ZADANIE PISEMNE A:
W zapisach zamień „camera strap” na „camera bag” i przepisz tylko wiersze od tego, który zawiera „Exercise. Pick out the police”, do tego, który zawiera „pixel 847 504”, włącznie. Reszta ma pozostać bez zmian.

---------------

Dlaczego strategia IP powinna być częścią pitch decku każdego startupu?
Pitch deck to nie tylko wykresy i marzenia – to dowód, że startup wie, co buduje i jak to chroni. Obserwując prezentacje na wielu wydarzeniach, zauważyłam, że pitch decki pokazują zazwyczaj, czym zajmuje się startup, jaki problem rozwiązuje, jak wygląda rynek, model biznesowy, zespół i plan rozwoju. Nie zawsze jednak znajduje się tam informacja o konkurencji, dotychczasowej trakcji czy planowanym wykorzystaniu finansowania.

---------------

ZADANIE PISEMNE B:
Dopisz dalszy ciąg tekstu o strategii IP w pitch deckach startupów, zaczynając od miejsca, w którym się kończy.

DOSTARCZONE ZAPISY:

---------------

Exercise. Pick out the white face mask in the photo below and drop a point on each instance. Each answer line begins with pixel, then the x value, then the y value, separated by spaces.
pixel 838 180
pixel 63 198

---------------

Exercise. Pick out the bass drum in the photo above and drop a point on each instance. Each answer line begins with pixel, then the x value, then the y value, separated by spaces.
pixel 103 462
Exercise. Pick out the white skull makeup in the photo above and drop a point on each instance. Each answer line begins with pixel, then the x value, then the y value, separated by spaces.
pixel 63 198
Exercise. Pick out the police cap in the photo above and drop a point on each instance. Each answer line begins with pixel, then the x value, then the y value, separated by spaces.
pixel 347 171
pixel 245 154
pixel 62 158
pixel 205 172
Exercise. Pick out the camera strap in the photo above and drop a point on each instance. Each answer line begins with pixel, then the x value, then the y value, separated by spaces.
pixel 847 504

---------------

POPRAWNA ODPOWIEDŹ A:
Exercise. Pick out the police cap in the photo above and drop a point on each instance. Each answer line begins with pixel, then the x value, then the y value, separated by spaces.
pixel 347 171
pixel 245 154
pixel 62 158
pixel 205 172
Exercise. Pick out the camera bag in the photo above and drop a point on each instance. Each answer line begins with pixel, then the x value, then the y value, separated by spaces.
pixel 847 504

POPRAWNA ODPOWIEDŹ B:
Tym, co szczególnie rzuca się w oczy jako brak, jest brak jakiejkolwiek wzmianki o strategii ochrony własności intelektualnej (IP). A przecież startup z reguły nie ma jeszcze przychodów, ugruntowanej pozycji na rynku ani historii działania. To, co ma, to innowacyjny pomysł, zespół z potencjałem i prototyp lub MVP. Właśnie dlatego strategia ochrony własności intelektualnej (IP) ma kluczowe znaczenie – pozwala pokazać, że nawet jeśli startup nie ma jeszcze wszystkiego, to wie, jak chronić to, co ma najcenniejszego: swój pomysł i technologię.
Inwestorzy patrzą na ochronę własności intelektualnej (IP) jak na aktywo. Bez niego widzą ryzyko: kopiowanie, brak przewagi, brak kontroli nad kluczowymi zasobami. Strategia IP to dowód na profesjonalizm i dojrzałość zespołu.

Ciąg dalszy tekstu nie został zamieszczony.